--- BRIEF ---
Retype only what runs from the line that contains "The service MUST place a point on the man's thigh, one" through the last line of the listing below, both lines included.

(Location annotation dataset excerpts)

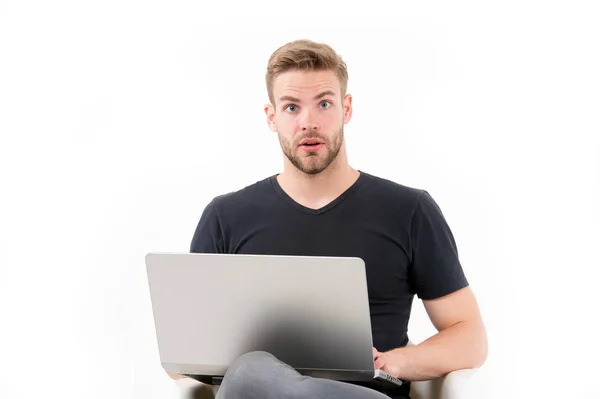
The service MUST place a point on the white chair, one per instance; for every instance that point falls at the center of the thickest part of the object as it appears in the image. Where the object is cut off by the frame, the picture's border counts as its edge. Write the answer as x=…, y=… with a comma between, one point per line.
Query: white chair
x=454, y=385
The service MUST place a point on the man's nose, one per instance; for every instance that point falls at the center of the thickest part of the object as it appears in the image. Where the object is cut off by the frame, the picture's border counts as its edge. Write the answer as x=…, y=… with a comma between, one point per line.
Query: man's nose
x=307, y=123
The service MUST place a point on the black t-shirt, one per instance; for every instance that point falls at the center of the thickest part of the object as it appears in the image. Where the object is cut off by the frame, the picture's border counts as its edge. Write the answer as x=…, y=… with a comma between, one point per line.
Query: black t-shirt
x=399, y=232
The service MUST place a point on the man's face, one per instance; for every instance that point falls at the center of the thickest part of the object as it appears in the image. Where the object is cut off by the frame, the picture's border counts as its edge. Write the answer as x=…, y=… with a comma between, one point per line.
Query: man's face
x=309, y=116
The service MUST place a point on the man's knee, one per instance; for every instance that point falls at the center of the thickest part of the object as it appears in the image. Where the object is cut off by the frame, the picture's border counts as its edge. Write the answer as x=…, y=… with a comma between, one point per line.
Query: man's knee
x=250, y=371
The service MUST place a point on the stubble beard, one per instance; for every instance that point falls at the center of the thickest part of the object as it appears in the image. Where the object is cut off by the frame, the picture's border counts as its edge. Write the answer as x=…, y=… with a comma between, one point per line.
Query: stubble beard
x=312, y=163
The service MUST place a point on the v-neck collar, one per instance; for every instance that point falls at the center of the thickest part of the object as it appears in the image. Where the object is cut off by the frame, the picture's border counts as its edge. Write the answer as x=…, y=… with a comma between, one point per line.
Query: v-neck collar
x=323, y=209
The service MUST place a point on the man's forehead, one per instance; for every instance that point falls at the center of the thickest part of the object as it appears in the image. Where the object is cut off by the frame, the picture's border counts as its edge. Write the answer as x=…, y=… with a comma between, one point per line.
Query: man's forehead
x=307, y=83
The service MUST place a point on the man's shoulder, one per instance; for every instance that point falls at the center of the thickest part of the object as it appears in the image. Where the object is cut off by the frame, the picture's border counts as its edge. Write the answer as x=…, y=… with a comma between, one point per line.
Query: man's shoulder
x=249, y=194
x=393, y=189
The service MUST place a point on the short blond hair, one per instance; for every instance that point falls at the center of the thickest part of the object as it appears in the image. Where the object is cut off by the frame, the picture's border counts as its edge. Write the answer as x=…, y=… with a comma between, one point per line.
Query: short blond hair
x=305, y=55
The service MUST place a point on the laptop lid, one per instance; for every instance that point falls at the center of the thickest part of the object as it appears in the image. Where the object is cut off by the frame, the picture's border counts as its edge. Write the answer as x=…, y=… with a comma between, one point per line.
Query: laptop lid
x=310, y=312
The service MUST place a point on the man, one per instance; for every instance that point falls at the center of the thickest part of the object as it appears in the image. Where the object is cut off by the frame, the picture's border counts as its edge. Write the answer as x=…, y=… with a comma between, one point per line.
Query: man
x=319, y=205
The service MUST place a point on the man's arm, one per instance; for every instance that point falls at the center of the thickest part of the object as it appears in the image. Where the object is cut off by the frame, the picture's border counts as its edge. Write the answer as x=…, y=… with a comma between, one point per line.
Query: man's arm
x=461, y=341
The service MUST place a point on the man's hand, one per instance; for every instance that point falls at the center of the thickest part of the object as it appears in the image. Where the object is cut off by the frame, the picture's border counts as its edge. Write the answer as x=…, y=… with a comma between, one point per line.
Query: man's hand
x=176, y=376
x=392, y=362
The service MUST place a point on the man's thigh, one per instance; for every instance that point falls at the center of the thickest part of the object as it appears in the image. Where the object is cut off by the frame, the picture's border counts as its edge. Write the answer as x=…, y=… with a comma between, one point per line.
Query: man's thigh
x=260, y=375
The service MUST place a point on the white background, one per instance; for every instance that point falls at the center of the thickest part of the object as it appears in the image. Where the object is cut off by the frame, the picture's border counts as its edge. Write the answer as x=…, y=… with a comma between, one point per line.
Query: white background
x=120, y=120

--- REPLY ---
The service MUST place a point on the man's thigh, one per instance; for every instance that point falls at the center of the thickest part of the object as it appears in the image. Where the object is cut off by the frame, the picture's border counts as its edge. Write the answer as x=…, y=… with a comma between, one point per line.
Query: man's thigh
x=260, y=375
The service MUST place a point on the white background, one per instance; for every instance that point falls at the center of the thickest part of the object as it appears in the image. Where the object is cut off by the frame, the picture's border counts as its edge. Write the answer as x=…, y=… with a comma between, one point per line.
Query: white background
x=120, y=120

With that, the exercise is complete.